### EXCERPT PROVIDED
-------------------------
Note: empathy is about understanding how the other person feels in the situation, not how you would feel. It means trying to understand how and why a person feels the way they do, in other words, putting yourself in their shoes. Demonstrating empathy with someone’s feelings doesn’t necessarily mean that you agree with them, only that you can understand why they feel that way.

Tips for Effective Behaviour with difficult persons

Usually there are no tips in coaching, but in EmployID peer coaching there is a step in the process where advisors can bring in their experience and their solutions. These could be solutions to handle difficult persons for example at your work or in a training or even during a peer coaching process, when a participant does not stick to the decided rules and ethical guidelines. (Originally those tips were used in a closed MOOC for work coaches to support them with difficult conversations with clients/ claimants.)

  • Persistence (Broken record)

Be persistent and stick to the point of the discussion, to keep saying what you want to say, and not to pursue to side (deflecting) issues brought up by the person (protesting). Essentially, this is the situation, these are the rules, and we need to agree what we need to do. Repetition cancels out diversions and helps the person to focus on what needs to be done.

  • Responding to criticism

Do not respond to the person’s criticism with denial, defensiveness or argument. Instead break the manipulative cycle by actively promoting more information and then stating you will (or have) consider(ed) this information, then try and progress the converstation.

  • ‘Going over your head’

The person may try to go over your head by asking to speak to the manager. This is usually meant to intimidate. Inviting the person to speak to him/her comes across as confident. For example, ‘I know you’re unhappy about xxxx. If you believe that it’s best to talk to my manager, I can certainly help with that. Do you want me to help you arrange to talk to him/her?’ Then try to progress the conversation.

  • Topic grab to stop a tirade

Use something the person has said that you can relate to. For example, ‘I’ve got two kids too…” – a neutral comment, but the person will be interested as it’s based on what they said earlier.

  • Do not give cause for complaint

If you sigh, roll your eyes, show frustration or impatience, mutter, or do similar things, or slam the phone down, then you are giving cause for complaint. Showing ‘positive’ body language is important.
-------------------------
### TASK LIST
A) In the coaching excerpt, what does repetition do, according to the tip on persistence?
B) Duplicate everything in the coaching excerpt from "Usually there are" down to "Persistence (Broken record)".
-------------------------
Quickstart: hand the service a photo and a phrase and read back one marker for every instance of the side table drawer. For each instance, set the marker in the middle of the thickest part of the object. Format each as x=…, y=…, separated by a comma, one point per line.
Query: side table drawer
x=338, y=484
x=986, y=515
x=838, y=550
-------------------------
### EXPECTED ANSWERS
A) It cancels out diversions and helps the person focus on what needs to be done.

B)
Usually there are no tips in coaching, but in EmployID peer coaching there is a step in the process where advisors can bring in their experience and their solutions. These could be solutions to handle difficult persons for example at your work or in a training or even during a peer coaching process, when a participant does not stick to the decided rules and ethical guidelines. (Originally those tips were used in a closed MOOC for work coaches to support them with difficult conversations with clients/ claimants.)

  • Persistence (Broken record)